[JOB] Can you return, word for word, only the part of the rows below that opens with the line containing "Where can you see the white t-shirt" and closes with the line containing "column 797, row 285", including both of those lines?

Rows for pointing and labeling
--- BEGIN ---
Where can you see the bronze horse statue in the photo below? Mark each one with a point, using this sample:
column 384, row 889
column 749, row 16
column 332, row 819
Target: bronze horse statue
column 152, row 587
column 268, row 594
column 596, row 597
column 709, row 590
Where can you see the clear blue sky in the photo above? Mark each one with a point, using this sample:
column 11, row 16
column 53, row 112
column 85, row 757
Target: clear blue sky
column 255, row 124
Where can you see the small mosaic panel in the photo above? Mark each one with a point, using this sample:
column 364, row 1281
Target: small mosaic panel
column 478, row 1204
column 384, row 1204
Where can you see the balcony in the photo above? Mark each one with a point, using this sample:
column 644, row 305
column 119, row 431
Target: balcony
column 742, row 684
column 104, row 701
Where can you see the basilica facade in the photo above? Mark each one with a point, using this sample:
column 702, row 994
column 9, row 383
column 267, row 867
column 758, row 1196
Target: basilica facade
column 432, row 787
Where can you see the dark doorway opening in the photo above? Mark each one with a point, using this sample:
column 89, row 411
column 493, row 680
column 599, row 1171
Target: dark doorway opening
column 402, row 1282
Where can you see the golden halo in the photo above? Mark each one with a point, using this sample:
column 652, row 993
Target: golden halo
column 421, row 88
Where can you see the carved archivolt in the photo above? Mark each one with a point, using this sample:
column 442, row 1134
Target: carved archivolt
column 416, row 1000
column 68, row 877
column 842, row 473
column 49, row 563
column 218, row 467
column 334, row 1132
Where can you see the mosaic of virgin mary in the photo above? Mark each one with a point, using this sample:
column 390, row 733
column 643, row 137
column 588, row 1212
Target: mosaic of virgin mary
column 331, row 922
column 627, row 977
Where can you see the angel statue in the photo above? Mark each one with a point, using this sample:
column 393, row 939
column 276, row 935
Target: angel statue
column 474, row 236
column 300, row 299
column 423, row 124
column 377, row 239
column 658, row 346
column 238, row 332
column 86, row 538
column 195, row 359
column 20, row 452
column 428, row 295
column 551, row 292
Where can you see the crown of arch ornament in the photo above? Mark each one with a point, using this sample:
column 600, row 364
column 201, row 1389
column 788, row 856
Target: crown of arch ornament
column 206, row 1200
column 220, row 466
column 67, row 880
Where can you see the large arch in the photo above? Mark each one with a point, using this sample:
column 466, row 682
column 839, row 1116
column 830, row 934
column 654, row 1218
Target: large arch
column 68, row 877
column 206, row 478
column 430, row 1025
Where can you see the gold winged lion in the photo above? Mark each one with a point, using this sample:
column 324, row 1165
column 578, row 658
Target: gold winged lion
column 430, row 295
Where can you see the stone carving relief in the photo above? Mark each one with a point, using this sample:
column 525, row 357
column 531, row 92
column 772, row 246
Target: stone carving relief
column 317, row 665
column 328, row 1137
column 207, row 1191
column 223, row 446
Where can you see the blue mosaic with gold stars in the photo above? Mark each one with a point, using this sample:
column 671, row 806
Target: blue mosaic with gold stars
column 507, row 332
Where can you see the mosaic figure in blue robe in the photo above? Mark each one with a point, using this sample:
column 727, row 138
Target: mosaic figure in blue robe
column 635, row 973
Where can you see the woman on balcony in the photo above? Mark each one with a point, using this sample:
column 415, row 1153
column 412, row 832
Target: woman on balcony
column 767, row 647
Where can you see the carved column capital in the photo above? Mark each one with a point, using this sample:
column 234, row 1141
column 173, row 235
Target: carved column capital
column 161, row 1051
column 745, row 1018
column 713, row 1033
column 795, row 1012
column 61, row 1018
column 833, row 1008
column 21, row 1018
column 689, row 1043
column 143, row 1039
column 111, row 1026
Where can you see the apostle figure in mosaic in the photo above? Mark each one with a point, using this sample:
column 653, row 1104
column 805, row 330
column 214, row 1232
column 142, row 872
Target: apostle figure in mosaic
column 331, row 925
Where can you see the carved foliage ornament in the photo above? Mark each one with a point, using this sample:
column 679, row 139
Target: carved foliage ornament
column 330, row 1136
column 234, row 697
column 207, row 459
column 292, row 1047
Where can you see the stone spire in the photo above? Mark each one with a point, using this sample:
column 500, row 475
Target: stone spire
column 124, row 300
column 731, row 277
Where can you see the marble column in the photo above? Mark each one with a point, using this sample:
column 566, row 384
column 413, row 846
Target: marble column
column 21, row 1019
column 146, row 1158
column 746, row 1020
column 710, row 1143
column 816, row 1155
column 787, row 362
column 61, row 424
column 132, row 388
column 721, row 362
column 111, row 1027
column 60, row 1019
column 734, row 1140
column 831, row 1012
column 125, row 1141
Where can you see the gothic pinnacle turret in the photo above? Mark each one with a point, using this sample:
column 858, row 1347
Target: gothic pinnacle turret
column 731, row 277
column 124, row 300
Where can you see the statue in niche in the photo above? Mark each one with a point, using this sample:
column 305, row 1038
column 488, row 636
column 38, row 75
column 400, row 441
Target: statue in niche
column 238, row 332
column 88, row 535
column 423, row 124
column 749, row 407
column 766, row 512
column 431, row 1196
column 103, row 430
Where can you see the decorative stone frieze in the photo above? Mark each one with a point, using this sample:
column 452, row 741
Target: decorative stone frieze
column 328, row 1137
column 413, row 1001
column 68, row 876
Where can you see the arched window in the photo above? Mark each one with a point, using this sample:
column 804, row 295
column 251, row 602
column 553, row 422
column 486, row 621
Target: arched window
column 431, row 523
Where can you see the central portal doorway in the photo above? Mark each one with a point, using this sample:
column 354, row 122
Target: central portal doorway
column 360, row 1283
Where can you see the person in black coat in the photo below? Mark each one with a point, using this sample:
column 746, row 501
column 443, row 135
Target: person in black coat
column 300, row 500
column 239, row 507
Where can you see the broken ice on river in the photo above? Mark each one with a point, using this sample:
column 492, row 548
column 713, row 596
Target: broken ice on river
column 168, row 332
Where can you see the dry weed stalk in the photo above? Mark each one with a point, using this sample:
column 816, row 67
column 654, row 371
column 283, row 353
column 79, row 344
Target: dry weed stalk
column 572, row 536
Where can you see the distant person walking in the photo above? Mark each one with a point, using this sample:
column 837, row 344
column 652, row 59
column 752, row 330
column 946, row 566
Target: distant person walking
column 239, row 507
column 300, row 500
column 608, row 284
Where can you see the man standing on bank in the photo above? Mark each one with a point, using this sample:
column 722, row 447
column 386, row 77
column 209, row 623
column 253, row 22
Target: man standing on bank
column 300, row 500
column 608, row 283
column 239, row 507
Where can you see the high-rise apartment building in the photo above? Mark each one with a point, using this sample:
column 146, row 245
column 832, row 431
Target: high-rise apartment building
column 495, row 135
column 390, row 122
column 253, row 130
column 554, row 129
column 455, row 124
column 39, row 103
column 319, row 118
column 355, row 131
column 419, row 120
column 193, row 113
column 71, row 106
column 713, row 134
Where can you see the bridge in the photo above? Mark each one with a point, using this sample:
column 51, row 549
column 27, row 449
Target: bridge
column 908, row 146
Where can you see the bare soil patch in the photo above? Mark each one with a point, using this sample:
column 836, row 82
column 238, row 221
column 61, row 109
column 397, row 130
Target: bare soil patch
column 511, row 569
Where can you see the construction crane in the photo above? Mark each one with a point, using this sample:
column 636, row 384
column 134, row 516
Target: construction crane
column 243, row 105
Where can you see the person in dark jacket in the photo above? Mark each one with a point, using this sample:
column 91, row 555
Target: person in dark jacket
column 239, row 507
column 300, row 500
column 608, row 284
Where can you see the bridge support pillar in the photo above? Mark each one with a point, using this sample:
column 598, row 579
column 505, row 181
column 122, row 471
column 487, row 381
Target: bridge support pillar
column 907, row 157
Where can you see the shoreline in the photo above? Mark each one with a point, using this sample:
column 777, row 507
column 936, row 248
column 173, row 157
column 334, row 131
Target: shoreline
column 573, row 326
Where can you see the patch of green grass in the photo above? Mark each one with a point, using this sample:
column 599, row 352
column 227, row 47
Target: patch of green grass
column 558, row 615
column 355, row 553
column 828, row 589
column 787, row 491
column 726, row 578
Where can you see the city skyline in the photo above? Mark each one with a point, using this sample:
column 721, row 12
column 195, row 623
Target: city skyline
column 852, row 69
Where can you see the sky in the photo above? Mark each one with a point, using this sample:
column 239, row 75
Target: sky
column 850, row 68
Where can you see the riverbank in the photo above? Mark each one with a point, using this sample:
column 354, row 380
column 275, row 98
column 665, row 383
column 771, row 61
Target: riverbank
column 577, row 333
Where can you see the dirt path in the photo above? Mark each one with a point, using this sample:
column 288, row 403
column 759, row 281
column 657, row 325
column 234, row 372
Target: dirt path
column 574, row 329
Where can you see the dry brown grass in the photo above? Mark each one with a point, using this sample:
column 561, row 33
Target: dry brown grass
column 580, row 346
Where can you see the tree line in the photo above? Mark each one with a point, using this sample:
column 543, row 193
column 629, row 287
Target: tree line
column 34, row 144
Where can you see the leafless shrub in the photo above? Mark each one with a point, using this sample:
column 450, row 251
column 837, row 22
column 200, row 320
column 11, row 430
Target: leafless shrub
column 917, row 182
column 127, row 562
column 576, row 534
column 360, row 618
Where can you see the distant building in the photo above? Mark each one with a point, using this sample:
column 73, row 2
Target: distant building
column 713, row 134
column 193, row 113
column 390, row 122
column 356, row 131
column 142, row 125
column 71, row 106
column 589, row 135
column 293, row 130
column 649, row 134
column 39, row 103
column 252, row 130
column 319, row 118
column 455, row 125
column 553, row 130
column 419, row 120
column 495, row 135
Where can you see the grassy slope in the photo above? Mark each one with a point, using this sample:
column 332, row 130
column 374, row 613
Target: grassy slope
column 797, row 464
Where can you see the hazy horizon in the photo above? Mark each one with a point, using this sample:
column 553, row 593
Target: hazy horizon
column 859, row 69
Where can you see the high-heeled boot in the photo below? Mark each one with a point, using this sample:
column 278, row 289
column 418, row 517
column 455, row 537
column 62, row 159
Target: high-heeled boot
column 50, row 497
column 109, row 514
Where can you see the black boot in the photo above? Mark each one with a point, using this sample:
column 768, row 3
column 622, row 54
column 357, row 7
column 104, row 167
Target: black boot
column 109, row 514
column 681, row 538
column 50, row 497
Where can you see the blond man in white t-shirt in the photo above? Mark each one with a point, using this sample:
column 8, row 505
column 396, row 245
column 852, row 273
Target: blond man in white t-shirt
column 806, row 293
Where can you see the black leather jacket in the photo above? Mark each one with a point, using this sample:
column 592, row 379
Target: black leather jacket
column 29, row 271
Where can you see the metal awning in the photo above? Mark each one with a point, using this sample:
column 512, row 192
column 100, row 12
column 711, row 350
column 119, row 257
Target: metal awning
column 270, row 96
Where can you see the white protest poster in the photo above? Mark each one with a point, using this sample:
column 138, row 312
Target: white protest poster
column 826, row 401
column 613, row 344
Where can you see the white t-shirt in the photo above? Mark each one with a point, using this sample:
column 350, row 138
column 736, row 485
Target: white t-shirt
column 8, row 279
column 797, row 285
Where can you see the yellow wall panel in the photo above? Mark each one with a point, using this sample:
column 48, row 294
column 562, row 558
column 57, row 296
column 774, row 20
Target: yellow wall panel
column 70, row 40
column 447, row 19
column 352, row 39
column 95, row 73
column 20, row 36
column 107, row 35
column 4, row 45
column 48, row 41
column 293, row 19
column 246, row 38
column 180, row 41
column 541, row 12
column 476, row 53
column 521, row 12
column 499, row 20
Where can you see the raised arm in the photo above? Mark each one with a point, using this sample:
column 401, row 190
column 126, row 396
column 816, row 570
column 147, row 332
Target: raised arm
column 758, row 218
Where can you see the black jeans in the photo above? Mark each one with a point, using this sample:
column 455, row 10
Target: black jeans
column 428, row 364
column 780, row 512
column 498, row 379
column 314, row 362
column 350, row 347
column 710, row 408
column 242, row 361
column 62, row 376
--- END ---
[PROBLEM SOLUTION]
Where can you see the white t-shirt in the photo above? Mark each one with a point, using this sample:
column 350, row 138
column 736, row 485
Target: white t-shirt
column 8, row 279
column 797, row 285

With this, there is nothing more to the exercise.